### PASSAGE GIVEN ###

# Phone Book take one...



## Joby Becker (Dec 13, 2009)

ok so I tried the phone book just now...on myself with my own dog..doesnt really show what I was meaning to say...LOL...

did it exposed first, standing up, dog had some small issue with it the first time, (she was like WTF?), I then put on a sweatshirt, which was a bad idea  the targeting suffered , and then she moved off of it to the elbow..

I dont think that the dog would have an issue with it on someone else, but may move off of it, if it wasnt satisfying to her, or in a serious home invasion, where her intent would be to hurt someone. 

Probably dont want to try this at home, like they say...I will try it again when I get the chance, hidden, with a "bad guy", although it probably will not be my GF's 17 yr old kid, in case something goes awry...IF I can find another phone book that is, nobody has them anymore 
Dog did NOT out. Has not bitten anything in weeks, did not expect her to out well, and I was right..she did however proceed to shred the phone book, and pull it out of the garbage can to shred it some more..

http://www.youtube.com/watch?v=urZPqBTbBCc


----------



## Tiago Fontes (Apr 17, 2011)

Link didnt work for me.


----------



## Joby Becker (Dec 13, 2009)

fixed it...of course it is in prey..LOL...it is my own dog..


----------



## Tiago Fontes (Apr 17, 2011)

LOL... Dude!


----------



## Brian McQuain (Oct 21, 2009)

She selling at the bargain price of $75,000?


----------



## Joby Becker (Dec 13, 2009)

Tiago Fontes said:


> LOL... Dude!


I often wonder what the dog would do if I toss my bare arm up there..maybe I will get drunk later and try that...although that might either confuse the dog, or screw up our boundary system royally, as it is touchy as it is right now....

I "think" she might bite me..I know I would never try it with just a sweatshirt or jacket on...too much hidden sleeve, and suit work, but then again she has civil work too, so who knows....

Brian, the dog is only 50,000 right now, but once I proof it with a "badguy" (hidden) the price goes up to 75,000, unless she does better than that GSD did, then it is 90,000.


----------



## Tiago Fontes (Apr 17, 2011)

Better try it with your decoy, if you ask me...lol


----------



## Brian McQuain (Oct 21, 2009)

Sold. I like how you trained her to be camouflaged...does she have a stealth mode? Stealth b&h and attack? That would really impress my friends at the yacht club.

But seriously, Ill second Tiago...dude!

### DATA ###

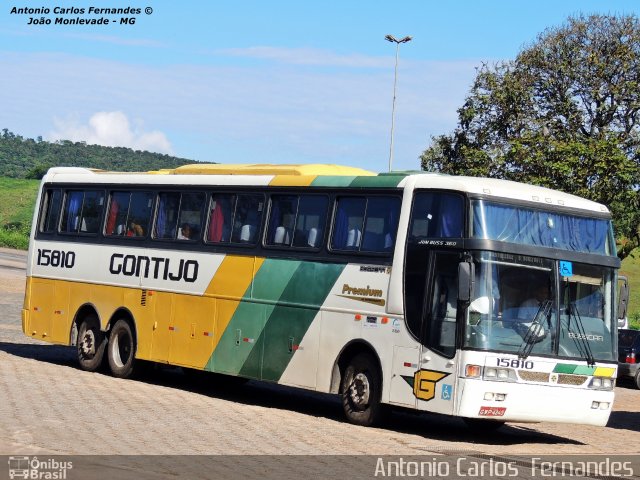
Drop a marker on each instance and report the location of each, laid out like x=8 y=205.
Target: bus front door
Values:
x=435 y=379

###

* [JOB 1] In the phone book thread, what did Joby Becker put on that made the dog's targeting suffer?
* [JOB 2] Pick up the forum thread about the phone book bite test right after its last post, and keep going in the same style.

* [FINAL ANSWER 1] A sweatshirt.

* [FINAL ANSWER 2]
----------



## Joby Becker (Dec 13, 2009)

Who's next? 

I figure if the dog will do it, "playing" with its owner, it should be a cinch with a decoy...

c'mon people...make some videos, could be funny...might make your dog worth 70,000 more.....


----------



## Gerald Dunn (Sep 24, 2011)

That's not a phone book!!!! :-\" the first guy had a bigger phone book than you.


----------



## Joby Becker (Dec 13, 2009)

Gerald Dunn said:


> That's not a phone book!!!! :-\" the first guy had a bigger phone book than you.


Yeah but THAT dog bites alot harder I am sure....my dog has a really soft mouth, probably couldnt break the skin.....gonna try this Ray Allen catalog next...


----------



## mike finn (Jan 5, 2011)

This has to be a horrible idea lol!


----------



## Joby Becker (Dec 13, 2009)

having a rum and coke...


----------



## Brian McQuain (Oct 21, 2009)

Joby Becker said:


> having a rum and coke...


 
ALRIGHT!!! This will be a great way to kick off my Friday...anxiously awaiting your next video


----------



## Gerald Dunn (Sep 24, 2011)

Brian McQuain said:


> ALRIGHT!!! This will be a great way to kick off my Friday...anxiously awaiting your next video


I hope he has a bigger phone book :-\"


----------



## Joby Becker (Dec 13, 2009)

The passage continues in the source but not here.